Please continue the column below about Chris Doyle's second act, starting right after its last sentence.

-- PASSAGE SHOWN --
-- Opening Marker --
F. Scott Fitzgerald was never more wrong than when he said there are no second acts in American life. He might as well have declared the Earth is flat, the moon is made of green cheese and there's a giant invisible bird in Montana that flaps its wings and makes the wind blow.
This is because not only are there second acts in American life, the nation is virtually defined by second acts. Politicians get them and athletes get them and coaches certainly get them, because if that weren't true Rick Pitino wouldn't be coaching basketball at Iona, and Bruce Pearl and Kelvin Sampson wouldn't be doing the same at Auburn and Houston, respectively.
Which brings us to Chris Doyle, and his second act.
If you've forgotten who Chris Doyle is, or never knew, that's understandable, because he wasn't a limelight sort of guy. He was the strength coach for the Iowa football program, until he wasn't. Iowa showed him the road last June because that's what you do to a guy who spews racist crap in a workplace that's more than 50 percent black.
Doyle of course denied being a bigoted turd, but the allegations stuck because there were plenty of them and they tended to be specific. Like, oh, telling black players he would send them back to the ghetto if they didn't work harder. Or mocking black players for the way they dressed. Or any number of other slights.
Fast forward to today, and new Jacksonville Jaguars head coach Urban Meyer going on the defensive because he decided to hire Doyle as his director of sports performance.
And so, voila, welcome to Doyle's second act. Which is actually a promotion, because he's gone from being a strength coach in college to an executive position in the NFL.
-- Closing Marker --
[Referring expression data]
-- Opening Marker --
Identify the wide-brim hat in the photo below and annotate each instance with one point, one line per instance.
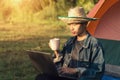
(76, 15)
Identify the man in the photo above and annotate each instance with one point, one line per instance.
(82, 56)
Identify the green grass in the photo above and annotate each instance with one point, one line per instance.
(15, 39)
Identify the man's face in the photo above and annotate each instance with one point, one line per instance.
(76, 28)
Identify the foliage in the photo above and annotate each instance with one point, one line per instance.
(36, 11)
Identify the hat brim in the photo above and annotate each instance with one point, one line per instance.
(76, 19)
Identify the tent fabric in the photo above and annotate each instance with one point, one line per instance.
(112, 51)
(107, 77)
(98, 11)
(107, 30)
(109, 25)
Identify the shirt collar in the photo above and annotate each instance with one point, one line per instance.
(85, 43)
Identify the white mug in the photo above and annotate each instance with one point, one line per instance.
(55, 43)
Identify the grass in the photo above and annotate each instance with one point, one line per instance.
(15, 39)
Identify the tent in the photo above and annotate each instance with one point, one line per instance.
(107, 30)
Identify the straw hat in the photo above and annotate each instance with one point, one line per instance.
(76, 15)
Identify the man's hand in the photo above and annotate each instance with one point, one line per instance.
(67, 70)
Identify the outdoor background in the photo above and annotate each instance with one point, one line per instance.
(28, 25)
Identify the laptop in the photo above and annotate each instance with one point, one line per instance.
(43, 63)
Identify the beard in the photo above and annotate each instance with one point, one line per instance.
(81, 31)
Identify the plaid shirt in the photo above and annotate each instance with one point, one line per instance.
(90, 62)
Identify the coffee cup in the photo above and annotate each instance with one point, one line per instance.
(55, 43)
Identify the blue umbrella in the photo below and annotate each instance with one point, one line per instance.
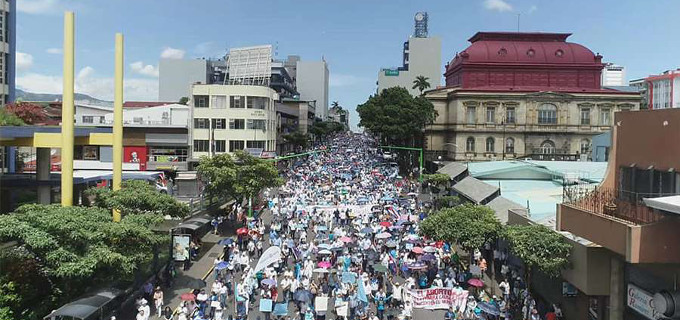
(222, 265)
(225, 241)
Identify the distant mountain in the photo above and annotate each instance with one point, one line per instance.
(30, 96)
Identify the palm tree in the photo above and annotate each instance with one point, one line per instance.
(421, 83)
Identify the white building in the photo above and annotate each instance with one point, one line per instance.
(613, 75)
(422, 56)
(312, 83)
(227, 118)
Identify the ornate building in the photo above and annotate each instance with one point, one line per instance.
(522, 95)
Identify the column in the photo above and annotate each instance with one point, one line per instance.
(42, 175)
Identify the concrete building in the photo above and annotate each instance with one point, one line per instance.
(633, 217)
(226, 118)
(664, 90)
(522, 95)
(8, 22)
(421, 56)
(175, 77)
(312, 83)
(613, 75)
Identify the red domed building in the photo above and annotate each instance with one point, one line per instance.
(511, 95)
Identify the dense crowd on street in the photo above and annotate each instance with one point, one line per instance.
(342, 242)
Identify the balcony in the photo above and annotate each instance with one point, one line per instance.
(619, 221)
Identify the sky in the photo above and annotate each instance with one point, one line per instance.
(355, 37)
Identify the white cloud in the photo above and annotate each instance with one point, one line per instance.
(88, 83)
(147, 70)
(172, 53)
(497, 5)
(24, 60)
(345, 80)
(54, 50)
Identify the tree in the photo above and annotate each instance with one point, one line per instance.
(240, 176)
(471, 226)
(396, 115)
(421, 83)
(9, 119)
(29, 113)
(540, 248)
(71, 249)
(297, 139)
(138, 197)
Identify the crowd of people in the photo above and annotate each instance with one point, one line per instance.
(345, 229)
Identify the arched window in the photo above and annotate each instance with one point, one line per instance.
(585, 146)
(547, 114)
(470, 144)
(547, 147)
(490, 144)
(509, 145)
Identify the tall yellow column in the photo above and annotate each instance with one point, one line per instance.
(67, 110)
(118, 120)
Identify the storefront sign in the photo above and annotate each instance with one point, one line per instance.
(439, 298)
(641, 301)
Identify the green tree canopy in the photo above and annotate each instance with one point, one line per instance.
(540, 248)
(396, 115)
(138, 197)
(421, 83)
(239, 176)
(470, 226)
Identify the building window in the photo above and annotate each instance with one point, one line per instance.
(235, 145)
(220, 123)
(201, 145)
(585, 146)
(510, 115)
(490, 115)
(547, 147)
(237, 102)
(470, 144)
(490, 144)
(257, 103)
(471, 115)
(218, 102)
(255, 124)
(220, 145)
(256, 144)
(585, 116)
(605, 116)
(237, 124)
(547, 114)
(509, 145)
(200, 101)
(201, 123)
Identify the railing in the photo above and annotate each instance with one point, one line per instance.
(621, 204)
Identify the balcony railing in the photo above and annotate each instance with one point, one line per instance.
(620, 204)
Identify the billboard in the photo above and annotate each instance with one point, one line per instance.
(250, 65)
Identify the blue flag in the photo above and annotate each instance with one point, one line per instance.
(361, 291)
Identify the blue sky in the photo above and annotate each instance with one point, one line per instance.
(356, 37)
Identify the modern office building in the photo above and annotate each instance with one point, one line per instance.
(7, 50)
(522, 95)
(613, 75)
(421, 56)
(312, 83)
(664, 90)
(633, 218)
(226, 118)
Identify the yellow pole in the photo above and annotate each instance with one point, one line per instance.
(67, 110)
(118, 121)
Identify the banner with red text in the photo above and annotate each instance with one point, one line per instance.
(439, 298)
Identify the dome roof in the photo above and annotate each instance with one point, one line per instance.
(511, 48)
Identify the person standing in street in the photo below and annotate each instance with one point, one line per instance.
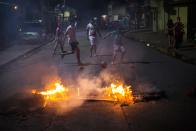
(92, 32)
(170, 29)
(72, 41)
(59, 40)
(179, 32)
(118, 45)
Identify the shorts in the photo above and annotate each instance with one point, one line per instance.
(74, 45)
(118, 48)
(92, 40)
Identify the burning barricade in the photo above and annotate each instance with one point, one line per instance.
(55, 94)
(120, 92)
(117, 92)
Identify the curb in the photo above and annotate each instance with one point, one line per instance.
(175, 54)
(25, 54)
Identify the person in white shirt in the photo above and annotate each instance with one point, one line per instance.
(92, 31)
(71, 36)
(118, 45)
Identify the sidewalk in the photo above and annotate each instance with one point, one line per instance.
(159, 41)
(16, 51)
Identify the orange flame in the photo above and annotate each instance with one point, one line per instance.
(120, 92)
(60, 93)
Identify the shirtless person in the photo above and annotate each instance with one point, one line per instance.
(92, 31)
(71, 36)
(117, 43)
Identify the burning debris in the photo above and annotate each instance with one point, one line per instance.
(117, 92)
(59, 93)
(120, 92)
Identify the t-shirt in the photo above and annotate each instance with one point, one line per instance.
(117, 38)
(91, 30)
(71, 34)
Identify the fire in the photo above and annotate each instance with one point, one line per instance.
(59, 93)
(120, 92)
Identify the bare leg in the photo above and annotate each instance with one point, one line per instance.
(114, 57)
(91, 50)
(122, 56)
(95, 50)
(78, 56)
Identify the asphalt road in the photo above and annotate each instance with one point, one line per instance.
(143, 68)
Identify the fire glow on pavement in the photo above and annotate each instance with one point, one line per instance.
(117, 92)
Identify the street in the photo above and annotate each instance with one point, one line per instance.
(143, 68)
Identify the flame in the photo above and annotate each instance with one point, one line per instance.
(120, 92)
(60, 93)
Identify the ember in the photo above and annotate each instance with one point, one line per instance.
(60, 93)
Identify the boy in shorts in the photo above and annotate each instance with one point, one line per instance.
(71, 36)
(117, 43)
(92, 31)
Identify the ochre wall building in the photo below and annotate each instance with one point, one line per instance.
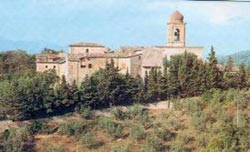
(85, 58)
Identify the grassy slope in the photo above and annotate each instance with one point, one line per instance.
(177, 120)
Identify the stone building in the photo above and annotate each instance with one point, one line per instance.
(85, 58)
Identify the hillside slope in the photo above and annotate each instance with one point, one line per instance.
(239, 57)
(204, 124)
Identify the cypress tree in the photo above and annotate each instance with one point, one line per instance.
(214, 76)
(152, 85)
(242, 76)
(174, 84)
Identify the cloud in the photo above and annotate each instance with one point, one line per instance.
(218, 13)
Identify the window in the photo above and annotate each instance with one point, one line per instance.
(83, 66)
(90, 66)
(176, 35)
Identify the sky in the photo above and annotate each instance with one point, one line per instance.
(115, 23)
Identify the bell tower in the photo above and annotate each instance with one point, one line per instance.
(176, 30)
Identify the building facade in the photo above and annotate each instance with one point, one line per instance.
(85, 58)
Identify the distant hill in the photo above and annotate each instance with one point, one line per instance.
(239, 57)
(29, 46)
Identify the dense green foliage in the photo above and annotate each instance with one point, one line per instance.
(239, 57)
(27, 94)
(215, 121)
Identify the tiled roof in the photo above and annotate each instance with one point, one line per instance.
(86, 44)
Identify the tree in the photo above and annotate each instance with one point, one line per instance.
(214, 76)
(152, 91)
(242, 77)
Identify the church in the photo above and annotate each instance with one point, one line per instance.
(85, 58)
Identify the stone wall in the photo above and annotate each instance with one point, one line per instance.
(87, 50)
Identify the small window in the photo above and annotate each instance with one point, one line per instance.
(90, 66)
(83, 66)
(176, 35)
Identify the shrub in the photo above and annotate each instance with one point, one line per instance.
(119, 114)
(153, 144)
(112, 128)
(72, 128)
(137, 132)
(199, 120)
(164, 134)
(15, 139)
(138, 113)
(84, 111)
(89, 140)
(120, 149)
(174, 124)
(55, 148)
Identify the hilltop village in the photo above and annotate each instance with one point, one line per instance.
(85, 58)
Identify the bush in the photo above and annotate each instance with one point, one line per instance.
(14, 140)
(153, 144)
(174, 124)
(55, 148)
(89, 140)
(199, 120)
(119, 114)
(164, 134)
(137, 132)
(120, 149)
(112, 128)
(138, 113)
(84, 111)
(72, 128)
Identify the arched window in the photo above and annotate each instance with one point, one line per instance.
(176, 35)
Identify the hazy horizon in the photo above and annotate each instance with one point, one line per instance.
(58, 23)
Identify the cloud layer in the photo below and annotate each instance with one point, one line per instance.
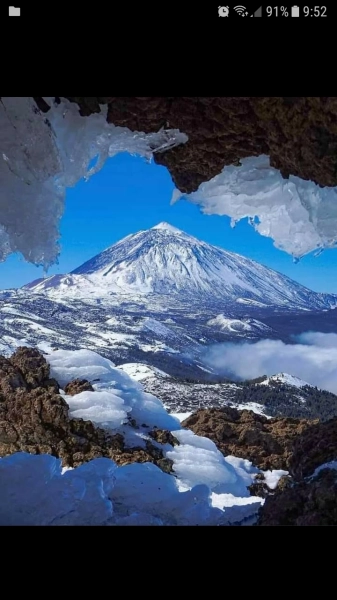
(313, 359)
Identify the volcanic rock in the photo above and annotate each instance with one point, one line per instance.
(34, 418)
(298, 133)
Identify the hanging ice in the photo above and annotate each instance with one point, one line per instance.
(298, 215)
(42, 155)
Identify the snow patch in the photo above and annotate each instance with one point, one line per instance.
(286, 379)
(298, 215)
(58, 151)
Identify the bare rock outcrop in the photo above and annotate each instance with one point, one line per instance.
(298, 133)
(34, 418)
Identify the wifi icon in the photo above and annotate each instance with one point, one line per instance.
(241, 10)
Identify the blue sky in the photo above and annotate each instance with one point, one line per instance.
(129, 194)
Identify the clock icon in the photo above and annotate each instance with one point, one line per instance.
(311, 11)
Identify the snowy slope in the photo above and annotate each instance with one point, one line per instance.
(205, 489)
(168, 262)
(286, 379)
(238, 326)
(139, 371)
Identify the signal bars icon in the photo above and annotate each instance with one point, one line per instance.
(241, 10)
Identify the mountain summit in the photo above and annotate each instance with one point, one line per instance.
(166, 261)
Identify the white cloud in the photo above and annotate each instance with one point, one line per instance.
(314, 359)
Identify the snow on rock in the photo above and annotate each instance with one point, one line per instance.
(237, 325)
(198, 459)
(272, 478)
(332, 464)
(42, 155)
(140, 371)
(169, 263)
(286, 379)
(298, 215)
(116, 395)
(205, 489)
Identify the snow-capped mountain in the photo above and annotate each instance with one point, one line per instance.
(280, 395)
(164, 261)
(286, 379)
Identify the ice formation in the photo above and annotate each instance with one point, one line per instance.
(205, 489)
(42, 155)
(298, 215)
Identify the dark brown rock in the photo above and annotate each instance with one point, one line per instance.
(298, 133)
(76, 386)
(34, 368)
(266, 442)
(308, 503)
(162, 436)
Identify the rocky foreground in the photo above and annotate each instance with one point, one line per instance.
(34, 417)
(297, 445)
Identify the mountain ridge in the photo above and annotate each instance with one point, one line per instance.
(164, 260)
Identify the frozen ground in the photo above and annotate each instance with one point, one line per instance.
(205, 489)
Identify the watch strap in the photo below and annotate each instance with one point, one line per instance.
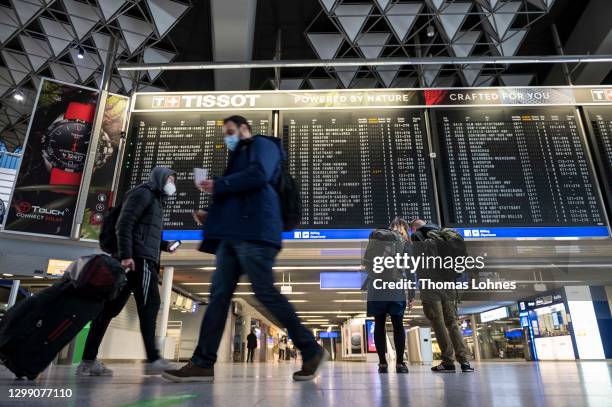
(80, 111)
(61, 177)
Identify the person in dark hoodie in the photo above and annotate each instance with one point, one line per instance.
(139, 242)
(440, 306)
(243, 228)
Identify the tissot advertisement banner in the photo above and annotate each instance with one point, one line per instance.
(48, 181)
(342, 99)
(100, 190)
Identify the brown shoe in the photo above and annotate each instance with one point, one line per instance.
(190, 373)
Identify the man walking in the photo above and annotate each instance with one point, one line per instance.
(139, 242)
(251, 345)
(440, 306)
(243, 229)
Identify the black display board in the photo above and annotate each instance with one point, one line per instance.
(358, 169)
(523, 167)
(181, 141)
(599, 123)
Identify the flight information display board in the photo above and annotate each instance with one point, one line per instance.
(600, 129)
(358, 169)
(516, 172)
(181, 141)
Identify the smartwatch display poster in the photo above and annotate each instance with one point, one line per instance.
(47, 185)
(99, 196)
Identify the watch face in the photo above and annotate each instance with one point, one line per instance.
(65, 145)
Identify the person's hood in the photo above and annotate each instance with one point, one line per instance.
(159, 176)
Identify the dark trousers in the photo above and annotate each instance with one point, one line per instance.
(440, 307)
(380, 337)
(235, 257)
(250, 353)
(143, 283)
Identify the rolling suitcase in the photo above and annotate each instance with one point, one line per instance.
(36, 329)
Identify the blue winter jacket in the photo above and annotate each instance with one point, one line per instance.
(245, 205)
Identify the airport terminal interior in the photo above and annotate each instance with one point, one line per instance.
(476, 129)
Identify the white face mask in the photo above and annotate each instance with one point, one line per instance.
(169, 188)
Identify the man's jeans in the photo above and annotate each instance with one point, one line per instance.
(255, 259)
(440, 308)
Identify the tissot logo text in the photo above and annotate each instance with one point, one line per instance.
(602, 95)
(204, 101)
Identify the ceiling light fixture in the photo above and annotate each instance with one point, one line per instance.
(19, 96)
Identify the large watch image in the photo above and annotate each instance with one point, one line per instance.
(66, 142)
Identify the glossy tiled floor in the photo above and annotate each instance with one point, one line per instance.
(555, 384)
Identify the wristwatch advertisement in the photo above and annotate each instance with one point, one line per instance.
(65, 145)
(54, 157)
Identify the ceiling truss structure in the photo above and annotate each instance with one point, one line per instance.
(42, 38)
(404, 29)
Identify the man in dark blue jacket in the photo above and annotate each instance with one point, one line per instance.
(243, 229)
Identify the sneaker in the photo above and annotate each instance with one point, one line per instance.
(157, 367)
(93, 368)
(190, 373)
(401, 368)
(310, 368)
(442, 368)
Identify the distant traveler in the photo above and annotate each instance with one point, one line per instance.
(243, 228)
(392, 302)
(251, 345)
(139, 242)
(440, 306)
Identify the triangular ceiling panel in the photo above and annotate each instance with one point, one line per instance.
(388, 73)
(25, 9)
(134, 31)
(372, 44)
(436, 4)
(110, 7)
(382, 4)
(517, 80)
(511, 45)
(366, 83)
(37, 51)
(63, 73)
(328, 4)
(83, 17)
(358, 14)
(165, 13)
(87, 66)
(291, 84)
(401, 17)
(465, 43)
(17, 64)
(9, 23)
(347, 74)
(326, 45)
(502, 18)
(405, 82)
(430, 73)
(154, 55)
(452, 17)
(445, 81)
(323, 83)
(471, 72)
(59, 35)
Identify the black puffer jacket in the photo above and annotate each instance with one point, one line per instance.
(140, 224)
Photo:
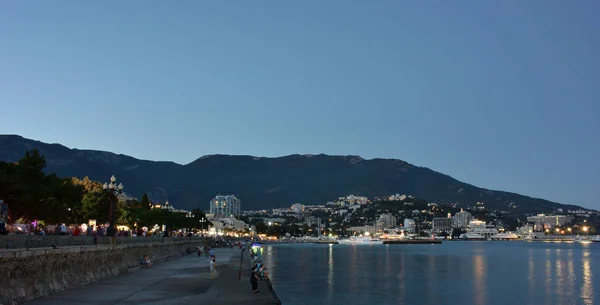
-- Closing Marker --
-- RESPONSE FOR THIS EXERCISE --
This would not seem to be a natural career trajectory for a guy who, on top of being a bigoted turd, once landed 13 players in the hospital with an idiotic 100-squat training exercise. This is the guy you want running an NFL strength and conditioning program?
Apparently Meyer does. He says Doyle was aggressively vetted, and he's convinced the man has straightened up and will fly right -- which might actually be true, because, after all, this is the NFL.
See, you can get away with abusing 18, 19, 20-year-old kids on the college level, because college athletes more than any other athletes have absolutely zero leverage. Plus, they are still kids.
That's not the case in the NFL, where Doyle will be working with grown men who in a lot of cases make considerably more money than he does. And who therefore are a hell of a lot more important to the organization.
Would love to be a fly on the wall the first time Doyle tries out the "ghetto" line on one of his new charges.
Something tells me it'll be the last time.